**Input data**
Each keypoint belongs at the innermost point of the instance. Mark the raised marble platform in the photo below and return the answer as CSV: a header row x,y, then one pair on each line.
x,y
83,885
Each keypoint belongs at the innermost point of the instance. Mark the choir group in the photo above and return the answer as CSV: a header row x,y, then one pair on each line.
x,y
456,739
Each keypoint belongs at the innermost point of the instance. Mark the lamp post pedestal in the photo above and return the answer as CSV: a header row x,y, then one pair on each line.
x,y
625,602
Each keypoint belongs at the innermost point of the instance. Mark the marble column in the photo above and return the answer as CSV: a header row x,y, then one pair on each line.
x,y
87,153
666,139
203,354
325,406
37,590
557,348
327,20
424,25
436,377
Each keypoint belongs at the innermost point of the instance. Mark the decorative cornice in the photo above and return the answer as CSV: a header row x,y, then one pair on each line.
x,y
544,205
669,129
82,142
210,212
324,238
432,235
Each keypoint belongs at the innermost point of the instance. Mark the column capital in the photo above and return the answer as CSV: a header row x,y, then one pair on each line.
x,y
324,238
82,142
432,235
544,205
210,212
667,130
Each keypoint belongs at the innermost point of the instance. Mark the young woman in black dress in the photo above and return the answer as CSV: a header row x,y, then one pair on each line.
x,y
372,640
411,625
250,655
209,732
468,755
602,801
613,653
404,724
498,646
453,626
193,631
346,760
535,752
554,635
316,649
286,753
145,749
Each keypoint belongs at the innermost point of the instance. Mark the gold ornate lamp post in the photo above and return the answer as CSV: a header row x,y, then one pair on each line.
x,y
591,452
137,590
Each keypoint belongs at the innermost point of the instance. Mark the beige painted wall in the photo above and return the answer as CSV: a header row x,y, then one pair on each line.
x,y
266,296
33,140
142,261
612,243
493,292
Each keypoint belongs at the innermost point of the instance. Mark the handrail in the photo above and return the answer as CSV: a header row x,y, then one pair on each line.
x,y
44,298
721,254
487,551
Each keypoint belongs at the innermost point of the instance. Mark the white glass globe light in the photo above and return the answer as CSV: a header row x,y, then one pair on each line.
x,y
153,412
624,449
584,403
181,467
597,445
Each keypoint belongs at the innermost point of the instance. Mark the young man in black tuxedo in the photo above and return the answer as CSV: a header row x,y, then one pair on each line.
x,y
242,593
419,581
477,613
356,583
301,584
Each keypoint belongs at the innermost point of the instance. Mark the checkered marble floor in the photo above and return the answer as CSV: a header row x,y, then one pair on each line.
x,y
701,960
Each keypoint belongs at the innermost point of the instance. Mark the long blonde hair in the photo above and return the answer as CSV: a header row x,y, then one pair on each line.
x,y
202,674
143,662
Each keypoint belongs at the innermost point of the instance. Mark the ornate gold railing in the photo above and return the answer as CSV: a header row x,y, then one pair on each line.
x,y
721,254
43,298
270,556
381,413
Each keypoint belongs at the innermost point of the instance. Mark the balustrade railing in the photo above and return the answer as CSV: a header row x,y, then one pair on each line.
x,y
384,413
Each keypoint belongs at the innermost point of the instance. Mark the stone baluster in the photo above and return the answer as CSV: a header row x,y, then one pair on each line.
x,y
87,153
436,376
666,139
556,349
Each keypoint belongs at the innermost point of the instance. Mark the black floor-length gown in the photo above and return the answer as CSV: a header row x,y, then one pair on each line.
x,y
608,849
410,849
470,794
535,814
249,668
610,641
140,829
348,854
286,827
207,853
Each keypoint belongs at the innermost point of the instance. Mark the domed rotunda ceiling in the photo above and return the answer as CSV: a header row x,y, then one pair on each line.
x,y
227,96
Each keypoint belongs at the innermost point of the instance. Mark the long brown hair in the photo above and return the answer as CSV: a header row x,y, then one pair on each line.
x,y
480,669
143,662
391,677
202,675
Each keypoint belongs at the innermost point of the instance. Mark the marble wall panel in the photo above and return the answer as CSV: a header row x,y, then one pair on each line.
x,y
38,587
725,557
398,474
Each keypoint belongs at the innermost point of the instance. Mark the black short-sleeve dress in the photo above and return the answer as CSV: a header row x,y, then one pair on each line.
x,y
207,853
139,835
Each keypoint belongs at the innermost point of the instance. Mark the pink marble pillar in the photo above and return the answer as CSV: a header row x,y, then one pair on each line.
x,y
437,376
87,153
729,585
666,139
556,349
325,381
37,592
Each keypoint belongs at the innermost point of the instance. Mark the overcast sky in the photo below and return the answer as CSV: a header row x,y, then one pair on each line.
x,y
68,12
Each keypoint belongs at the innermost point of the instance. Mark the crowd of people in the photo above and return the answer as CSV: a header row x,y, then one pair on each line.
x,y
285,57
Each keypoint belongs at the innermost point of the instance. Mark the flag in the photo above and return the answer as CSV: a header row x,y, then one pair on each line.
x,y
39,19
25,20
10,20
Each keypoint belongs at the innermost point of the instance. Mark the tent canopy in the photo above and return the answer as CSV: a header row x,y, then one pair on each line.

**Task item**
Copy out the whole listing above, leaving each line exactly as it stands.

**Task answer**
Each keypoint belongs at the innermost point of the instance. Mark the raised marble platform in the photo below and return the answer as CSV: a header row x,y, then one pair on each line.
x,y
83,885
Each keypoint belongs at the innermost point of the instance. Mark the choir group in the photo above and return the answer as CSV: a header row x,y, then one pair on each line.
x,y
456,739
Each keypoint belongs at the innermost point of the instance. Mark the lamp post pedestal in the photo above and return the answer as CSV: a header row x,y, then one pair on each line.
x,y
625,602
Each keypoint belongs at the innermost point of the instance. Mark the marble column in the photo above and return the answer as CSV: a header row x,y, then one pair on each line.
x,y
87,153
666,139
203,354
325,406
37,590
557,348
327,20
424,25
436,377
Each keypoint belongs at the innermost point of the instance. Mark the decorative cornice in the photo above and return the answer as CSV: a header row x,y, then one pair on each line.
x,y
544,205
669,129
82,142
210,212
324,238
432,235
Each keypoint belongs at the innermost point of the instance. Mark the column capital in the photo above and return the answer as CSV: a header row x,y, then one pair on each line.
x,y
324,238
82,142
432,235
544,205
210,212
667,130
Each keypoint belongs at the innermost point of the instance. Mark the young woman in black dress in the photo above and return the answer as CSV: a header row x,y, then one pair on each line.
x,y
372,640
411,625
250,655
209,732
468,755
602,801
613,653
404,724
498,646
453,626
193,631
346,760
535,752
554,635
316,649
286,753
145,749
Each keypoint belongs at the innermost point of the instance. Mark the gold ornate lamp post in the photo above and return the answer as CSV: a header row x,y, then one pair on each line.
x,y
591,452
137,590
Each keypoint belongs at the innermost point of the instance. Mark the beige painted wall in the photo above and return the answer as CSV: a header row x,y, then one pair on each line.
x,y
266,296
33,140
142,261
612,243
493,292
Each keypoint belongs at the innermost point of the instance. Mark the handrail in the photo above and return the answer as CSV: a header row x,y, then one pair on each line.
x,y
44,298
721,254
487,551
Each keypoint belongs at the innermost point of the instance. Mark the white glass globe light in the photo above and return the answer as CSV: a header row x,y, then one pair on each line.
x,y
153,412
624,449
584,403
181,467
597,445
Each keypoint belongs at the innermost point of the instance. Mark the young man in black tuxedo in the photo above and return the answer as CSV: a header row x,y, then one pair on each line.
x,y
242,593
419,581
477,613
356,583
301,584
Each keypoint belongs at the innermost point of the instance. Mark the checkered marble floor in the photo above and return the answer as CSV: a header row x,y, then one pair on each line.
x,y
701,960
Each keypoint belongs at the innermost point of the instance. Mark the long blonde hair in the photo above and return the answer as CSV: a header row x,y, then one pair on each line.
x,y
202,674
143,662
Each keypoint belongs at the innermost point of the instance. Mark the ornate gold railing in the photo above and return the answer as CSV: a header row x,y, then one pair on each line.
x,y
721,254
43,298
270,556
381,413
Each keypoint belongs at the innermost point of the instance. Mark the balustrade railing in the photo above and return the answer as CSV: a header row x,y, then one pair on each line.
x,y
384,413
Each keypoint belongs at the innermost point of the instance. Mark the stone baluster in the photo above and return the answer as CSV: a header row x,y, then one pair on each line.
x,y
87,153
436,376
666,139
556,349
Each keypoint belongs at the innermost point of the instance. Mark the black floor-length gown in the photo above and return the answer as CSV: a header row x,y, then one pair on each line.
x,y
608,849
410,849
470,794
535,814
249,668
610,641
140,829
348,854
286,827
207,853
Each keypoint belongs at the innermost point of the instance. Mark the domed rotunda ceiling in the photo above and return the answer as CSV: a header row x,y, then one pair on each line.
x,y
227,96
Each keypoint belongs at the innermost point of the instance. Mark the long brown hair in the photo above and return the answer as CSV: a header row x,y, then one pair on each line.
x,y
480,669
143,662
391,677
202,675
Each keypoint belongs at the innermost point of the instance. Mark the marble wall panel in the photo above and return the answer as CSV: a header row x,y, then one pair on each line.
x,y
38,587
725,557
398,474
Each keypoint belongs at the innermost point of the instance. Mark the black short-sleeve dress in the photo above and return the answer as CSV: a header row x,y, then one pair on each line.
x,y
207,853
139,835
Each keypoint belongs at the innermost point of the instance. Mark the pink marble pillar in the photo above and return the answer as CSV: a header row x,y, then one pair on each line.
x,y
437,376
87,153
729,585
666,139
556,349
325,381
37,592
Each keypoint belongs at the innermost point of the instance. Mark the overcast sky in the photo below and return the answer as CSV: a header row x,y, then one pair on each line.
x,y
68,12
Each keypoint belongs at the innermost point of the instance. Mark the crowd of people in the photo above and return the answer as CSV: a header row x,y, then one pair on each line.
x,y
285,57
Each keypoint belongs at the innermost point of the instance. Mark the flag in the photo above and return the answer as CSV: a header row x,y, then one pair on each line.
x,y
39,19
25,20
10,20
Each keypoint belongs at the innermost point of the instance. Mark the tent canopy in the photo above and return the answer as CSV: a header row x,y, then one pair on each line.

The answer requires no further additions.